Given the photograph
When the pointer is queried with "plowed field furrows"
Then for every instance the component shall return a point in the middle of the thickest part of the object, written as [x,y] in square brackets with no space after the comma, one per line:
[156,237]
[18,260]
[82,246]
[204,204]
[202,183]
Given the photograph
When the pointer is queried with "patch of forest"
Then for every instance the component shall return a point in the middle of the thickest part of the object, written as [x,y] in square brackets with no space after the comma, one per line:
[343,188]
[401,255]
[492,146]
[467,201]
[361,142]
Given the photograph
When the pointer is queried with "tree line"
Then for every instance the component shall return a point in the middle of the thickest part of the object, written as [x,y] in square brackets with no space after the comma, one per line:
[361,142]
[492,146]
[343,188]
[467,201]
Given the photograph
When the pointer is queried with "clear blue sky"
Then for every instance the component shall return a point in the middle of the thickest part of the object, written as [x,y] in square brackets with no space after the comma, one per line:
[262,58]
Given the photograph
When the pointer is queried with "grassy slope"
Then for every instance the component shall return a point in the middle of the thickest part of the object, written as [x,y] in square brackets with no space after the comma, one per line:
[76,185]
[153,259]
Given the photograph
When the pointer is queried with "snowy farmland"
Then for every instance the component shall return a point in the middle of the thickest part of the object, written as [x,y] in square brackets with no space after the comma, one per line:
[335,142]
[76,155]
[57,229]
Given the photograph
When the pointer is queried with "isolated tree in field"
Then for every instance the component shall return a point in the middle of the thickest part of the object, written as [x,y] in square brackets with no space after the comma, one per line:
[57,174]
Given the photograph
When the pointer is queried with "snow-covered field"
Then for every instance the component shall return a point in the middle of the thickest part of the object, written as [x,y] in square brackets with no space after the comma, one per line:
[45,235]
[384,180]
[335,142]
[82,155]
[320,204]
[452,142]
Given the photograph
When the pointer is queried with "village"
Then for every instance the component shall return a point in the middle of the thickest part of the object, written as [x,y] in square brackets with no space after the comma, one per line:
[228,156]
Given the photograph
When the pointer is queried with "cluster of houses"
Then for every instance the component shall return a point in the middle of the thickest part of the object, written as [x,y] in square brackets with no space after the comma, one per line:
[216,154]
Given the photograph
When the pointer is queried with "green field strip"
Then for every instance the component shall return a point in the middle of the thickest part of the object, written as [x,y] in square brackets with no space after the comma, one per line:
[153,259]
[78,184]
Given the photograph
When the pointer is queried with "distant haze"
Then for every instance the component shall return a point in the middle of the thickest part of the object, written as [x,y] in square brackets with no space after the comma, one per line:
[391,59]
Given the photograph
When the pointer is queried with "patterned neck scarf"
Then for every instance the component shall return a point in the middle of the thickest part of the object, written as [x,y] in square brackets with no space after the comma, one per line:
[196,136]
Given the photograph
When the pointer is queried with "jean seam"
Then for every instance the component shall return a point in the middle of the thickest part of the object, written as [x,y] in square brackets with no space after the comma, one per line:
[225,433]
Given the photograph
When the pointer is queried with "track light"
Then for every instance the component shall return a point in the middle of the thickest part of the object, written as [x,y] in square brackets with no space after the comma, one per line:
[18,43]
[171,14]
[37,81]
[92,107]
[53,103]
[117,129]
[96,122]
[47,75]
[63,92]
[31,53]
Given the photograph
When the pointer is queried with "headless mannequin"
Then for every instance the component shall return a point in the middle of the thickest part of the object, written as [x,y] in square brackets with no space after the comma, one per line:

========

**Direction:** Extract every line above exactly as it stands.

**Task response:**
Given the photograph
When the pointer is queried with "plowed field furrows"
Then for every instance the component shall return a point in the middle of the thickest part of the object, written as [x,y] in square brackets with no space after the comma, one per line:
[156,237]
[18,260]
[82,246]
[204,204]
[202,183]
Given the photograph
When the pointer is queried with "patch of forest"
Then for every instance the component shall return a point in the middle of the thickest part of the object, written as [x,y] in square brackets with no space after the comma, one per line:
[343,188]
[401,255]
[492,146]
[467,201]
[361,142]
Given the photograph
When the pointer is queried with "tree line"
Then for every instance the component shall return a point in the middle of the thickest part of the object, written as [x,y] in square brackets with no space after the comma, one per line:
[361,142]
[492,146]
[343,188]
[467,201]
Given the photograph
When the pointer is queried with "clear blue sky"
Then for every instance the component shall return a point in the middle of the thickest part of the object, written as [x,y] in square brackets with no space after the comma, one per line:
[262,58]
Given the photograph
When the pointer is queried with "grassy slope"
Then for every instance the component shall return a point in the middle of the thickest part of the object, written as [x,y] in square brackets with no space after the comma, one per line:
[76,185]
[153,259]
Given the photograph
When the pointer is queried with "snowy farmland"
Then for every instance the component shall return a point in the middle of the thickest part of the object, written as [x,y] in square brackets with no space after the comma, one per line:
[335,142]
[76,155]
[57,229]
Given the photograph
When the pointer is queried with "isolated tree in field"
Then for every instance the component shall return a point in the middle of the thickest part of the object, written as [x,y] in square brackets with no space after the comma, one per line:
[57,174]
Given the photograph
When the pointer is queried with "snow-covered field"
Then for every instance the component shall return a point in the middle of the thickest part of the object, written as [x,y] in square brackets with no space after the comma, one per line:
[45,235]
[384,180]
[335,142]
[82,155]
[320,204]
[452,142]
Given the photograph
When the pointer is queried with "village"
Then for every instance the component shall return a point in the middle of the thickest part of the object, written as [x,y] in square brackets with no space after the comma, one per line:
[228,156]
Given the photograph
When the pointer is queried with "cluster of houses"
Then for every instance the component shall return a point in the middle of the thickest part of the object, written as [x,y] in square brackets with no space after the comma, one per line:
[216,154]
Given the photograph
When the pointer is queried with "green field strip"
Then for every instance the component shall return a point in the middle of the thickest part of the object, written as [x,y] in square brackets with no space after the comma, one per line:
[153,259]
[78,184]
Given the photograph
When the pointer is queried with "distant haze"
Then for every instance the component shall return a point in the middle of the thickest part of the object, written as [x,y] in square brackets with no space after the comma, one per line:
[391,59]
Given the photograph
When the pointer is queried with "patterned neck scarf"
Then for every instance the component shall return a point in the middle of the thickest part of the object, written as [x,y] in square brackets with no space after the comma, one per line:
[196,136]
Given the photograph
When the pointer is queried with "jean seam"
Then for every instance the component shall return a point in the middle of the thickest part of the object, written as [x,y] in square brackets with no space after the comma, one per line:
[225,433]
Given the photograph
When the pointer is queried with "track light"
Then for every instance the component shall return a point in the middle of the thickest part of the object, written as [x,y] in square brackets with no space after the comma, one per line:
[18,43]
[171,14]
[37,81]
[92,107]
[53,103]
[117,129]
[96,122]
[47,75]
[63,92]
[31,53]
Given the photograph
When the pointer is queried with "headless mannequin"
Then for every instance the component shall return a point in the middle of the thickest part of the object, written as [x,y] in square brackets with no space after the comma, one per line:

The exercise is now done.